- About this task -
Please report every line in the material below where the word "each" is found.

━━━━━━━━

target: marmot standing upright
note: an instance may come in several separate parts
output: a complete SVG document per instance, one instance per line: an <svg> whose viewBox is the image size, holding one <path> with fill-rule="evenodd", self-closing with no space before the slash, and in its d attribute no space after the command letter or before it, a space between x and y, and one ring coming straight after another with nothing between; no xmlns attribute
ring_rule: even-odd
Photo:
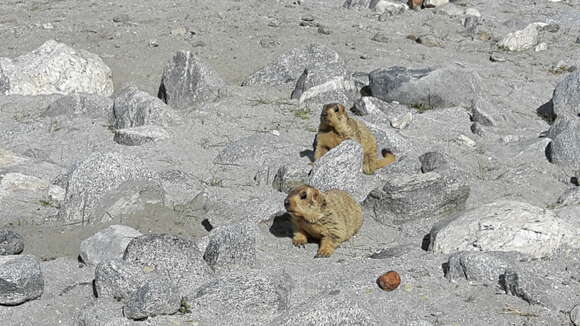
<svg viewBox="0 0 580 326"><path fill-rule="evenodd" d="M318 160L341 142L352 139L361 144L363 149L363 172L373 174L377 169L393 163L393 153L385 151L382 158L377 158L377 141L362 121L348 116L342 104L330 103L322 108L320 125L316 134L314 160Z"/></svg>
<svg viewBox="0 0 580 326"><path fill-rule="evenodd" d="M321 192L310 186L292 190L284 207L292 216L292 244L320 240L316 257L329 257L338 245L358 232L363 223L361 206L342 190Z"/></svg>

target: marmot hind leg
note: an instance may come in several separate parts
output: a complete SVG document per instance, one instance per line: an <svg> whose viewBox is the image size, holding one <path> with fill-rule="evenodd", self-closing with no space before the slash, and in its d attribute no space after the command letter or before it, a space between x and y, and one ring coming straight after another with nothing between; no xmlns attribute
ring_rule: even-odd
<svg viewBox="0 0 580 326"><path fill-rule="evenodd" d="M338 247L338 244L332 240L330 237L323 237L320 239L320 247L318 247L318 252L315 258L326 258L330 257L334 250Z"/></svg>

━━━━━━━━

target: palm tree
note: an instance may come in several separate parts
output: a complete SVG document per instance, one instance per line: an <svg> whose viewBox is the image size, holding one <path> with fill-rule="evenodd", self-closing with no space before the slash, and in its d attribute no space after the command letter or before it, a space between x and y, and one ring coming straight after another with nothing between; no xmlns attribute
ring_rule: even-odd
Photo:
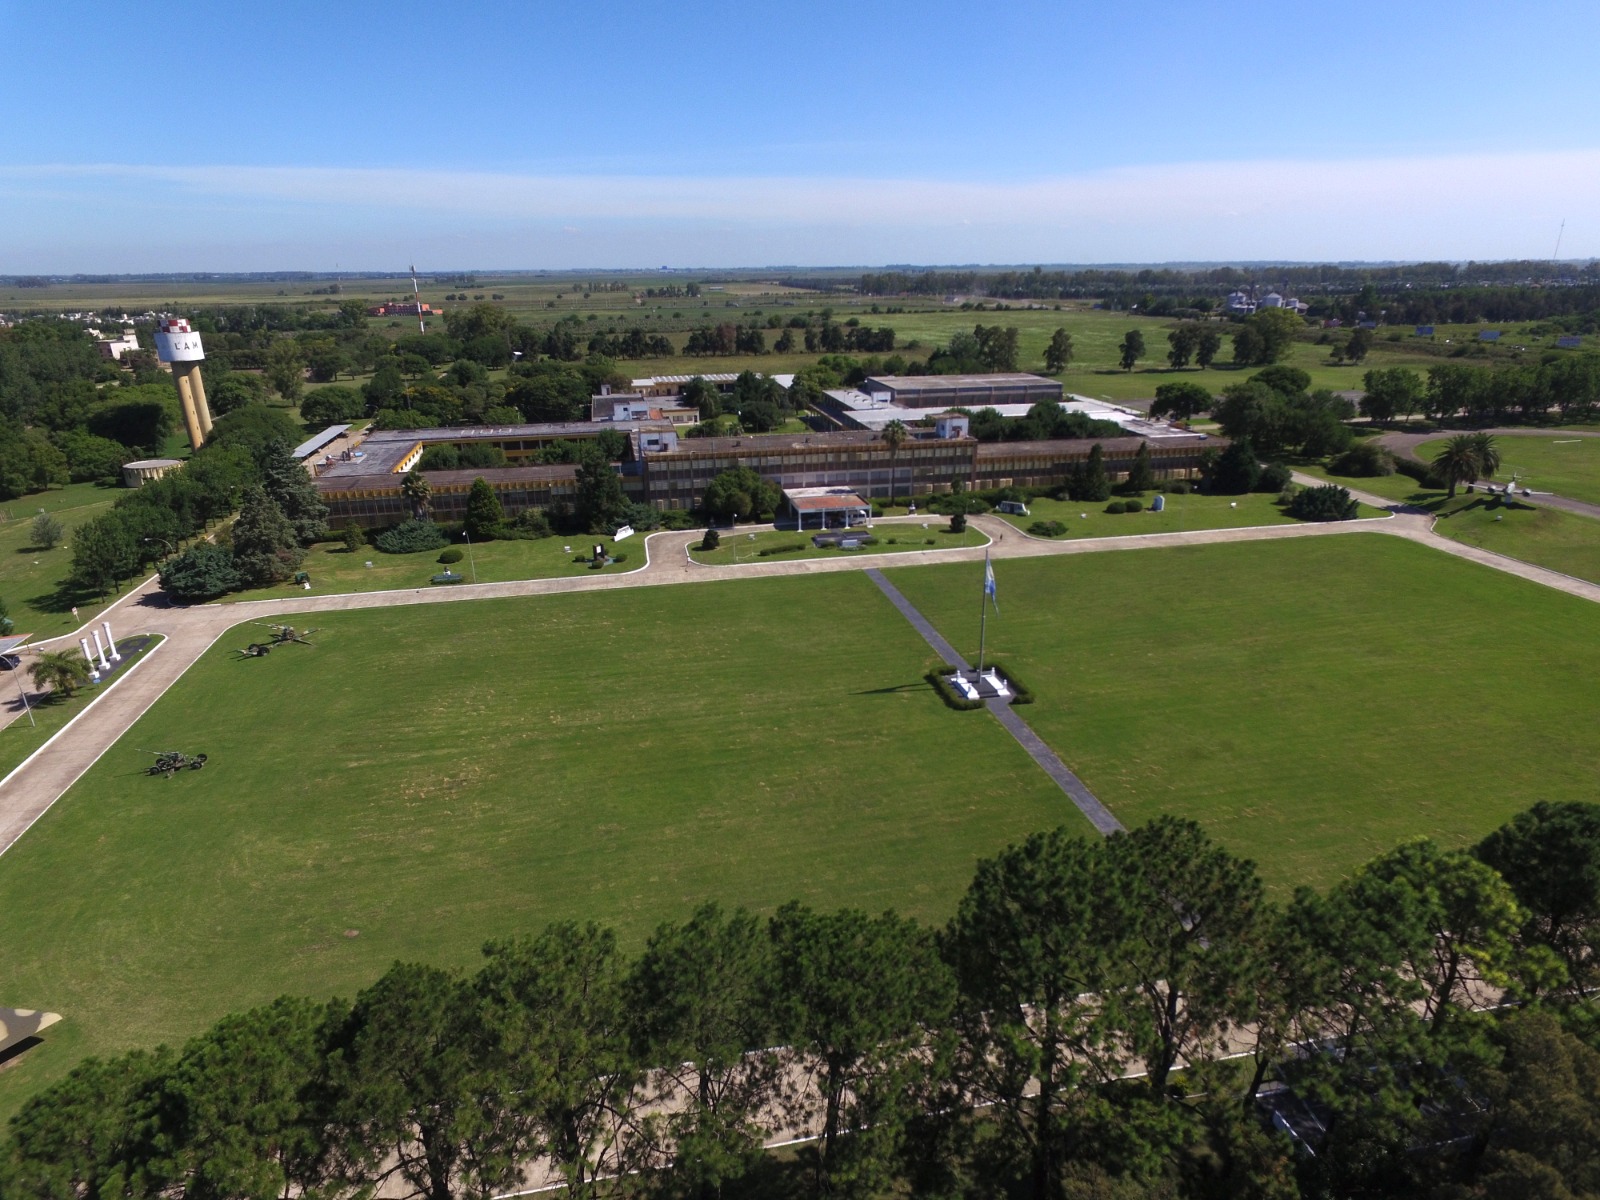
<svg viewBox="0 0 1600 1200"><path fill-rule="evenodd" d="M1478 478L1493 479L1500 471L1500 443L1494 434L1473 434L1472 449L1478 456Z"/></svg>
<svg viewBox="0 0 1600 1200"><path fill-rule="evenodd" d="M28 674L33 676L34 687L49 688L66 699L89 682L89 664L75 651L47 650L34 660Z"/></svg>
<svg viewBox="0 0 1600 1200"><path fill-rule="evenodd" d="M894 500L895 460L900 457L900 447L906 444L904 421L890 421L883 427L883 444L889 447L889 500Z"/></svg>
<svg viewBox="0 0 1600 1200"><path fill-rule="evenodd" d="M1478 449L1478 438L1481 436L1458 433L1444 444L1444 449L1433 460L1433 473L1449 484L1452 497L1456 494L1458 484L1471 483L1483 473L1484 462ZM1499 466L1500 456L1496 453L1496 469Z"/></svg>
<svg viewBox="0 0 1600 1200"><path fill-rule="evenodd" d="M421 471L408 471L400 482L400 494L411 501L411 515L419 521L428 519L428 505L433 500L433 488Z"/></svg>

━━━━━━━━

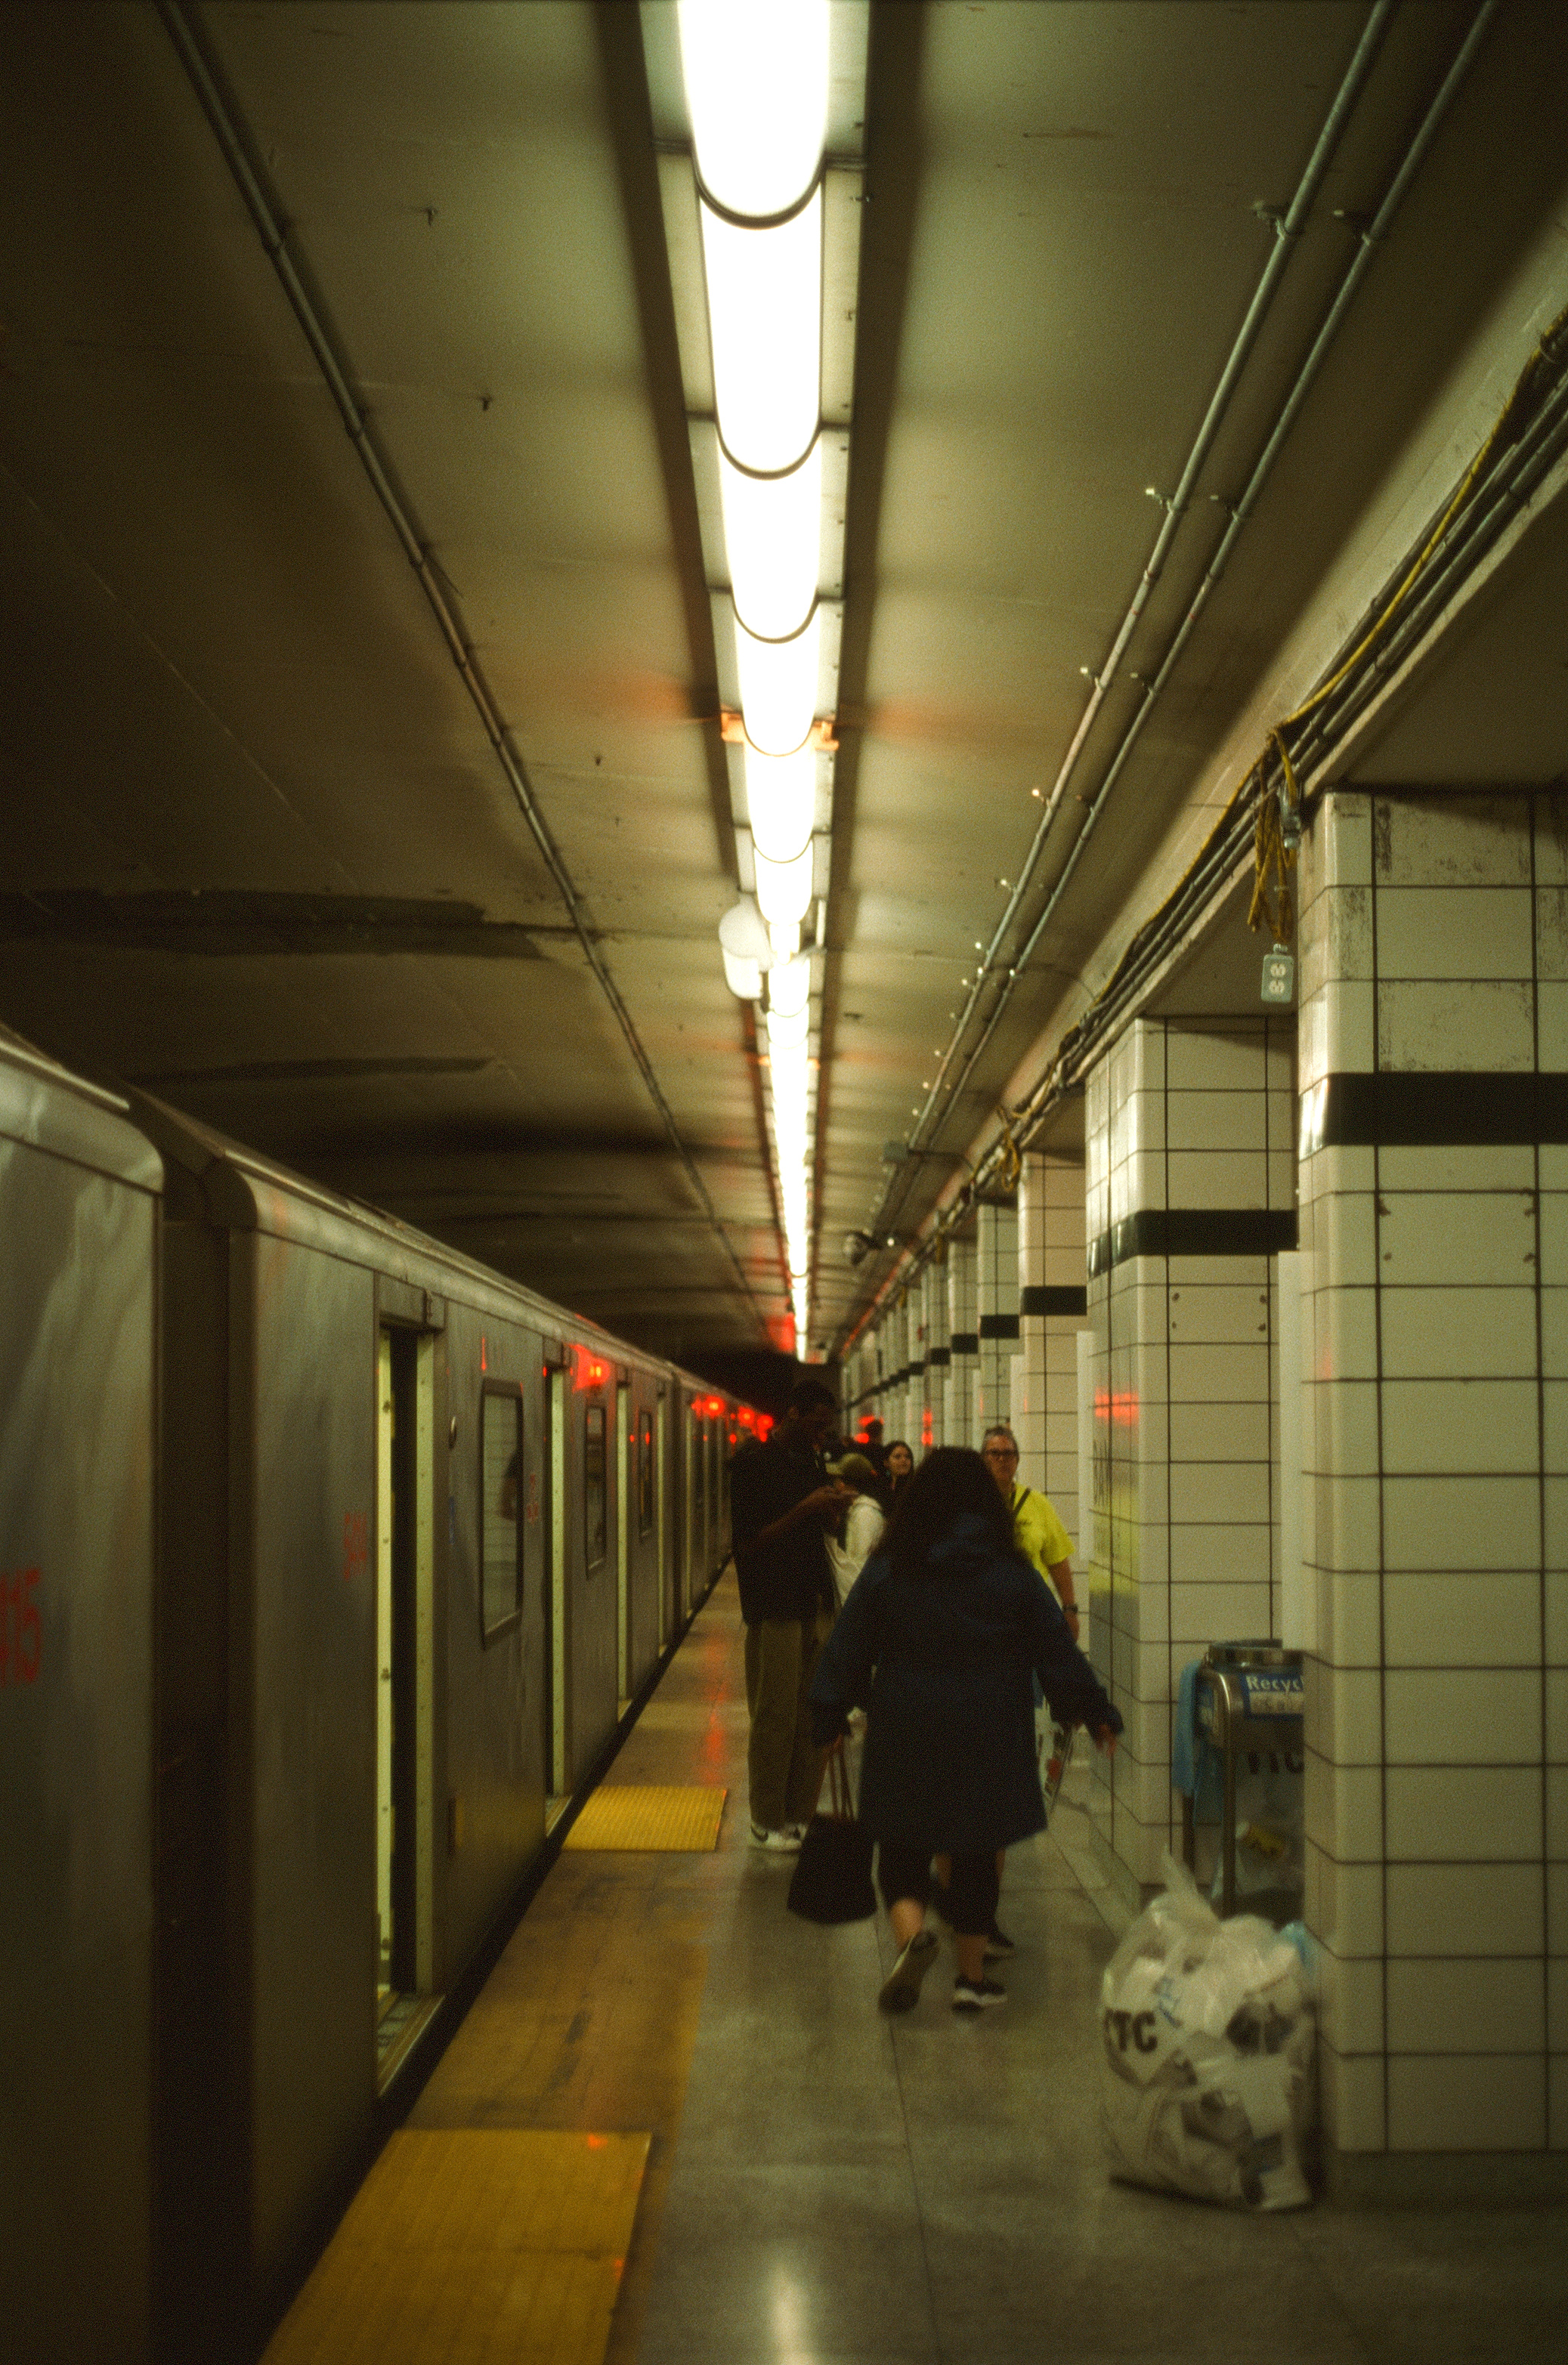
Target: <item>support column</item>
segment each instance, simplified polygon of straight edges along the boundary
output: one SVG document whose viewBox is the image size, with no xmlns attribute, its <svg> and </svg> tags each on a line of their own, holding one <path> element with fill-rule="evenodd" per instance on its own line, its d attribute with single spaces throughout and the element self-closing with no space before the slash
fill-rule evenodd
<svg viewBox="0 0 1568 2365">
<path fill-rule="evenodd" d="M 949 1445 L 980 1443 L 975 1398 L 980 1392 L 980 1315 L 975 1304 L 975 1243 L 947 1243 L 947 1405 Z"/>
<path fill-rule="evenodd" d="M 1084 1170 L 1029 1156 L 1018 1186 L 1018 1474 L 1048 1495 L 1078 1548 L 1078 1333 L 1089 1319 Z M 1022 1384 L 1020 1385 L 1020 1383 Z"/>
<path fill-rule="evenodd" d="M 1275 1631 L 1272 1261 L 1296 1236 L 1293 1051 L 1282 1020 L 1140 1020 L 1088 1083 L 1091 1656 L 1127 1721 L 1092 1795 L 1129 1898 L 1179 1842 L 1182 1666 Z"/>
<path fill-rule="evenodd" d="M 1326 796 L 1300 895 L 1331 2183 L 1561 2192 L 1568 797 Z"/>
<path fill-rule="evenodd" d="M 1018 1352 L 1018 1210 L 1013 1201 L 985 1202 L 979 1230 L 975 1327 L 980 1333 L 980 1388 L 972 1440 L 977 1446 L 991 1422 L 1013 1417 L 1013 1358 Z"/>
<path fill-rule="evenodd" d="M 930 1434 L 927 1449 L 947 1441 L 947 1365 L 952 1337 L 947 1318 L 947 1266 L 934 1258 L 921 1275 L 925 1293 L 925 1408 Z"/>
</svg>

━━━━━━━━

- Written answer -
segment each instance, simplified polygon of straight edges along the boundary
output: one SVG document whose viewBox is the image size, with no xmlns attribute, its <svg> and </svg> tags each on a line of their own, holding one <path> element with fill-rule="evenodd" per instance on its own line, its d attribute with single spaces throughout and the element self-closing with no space before the slash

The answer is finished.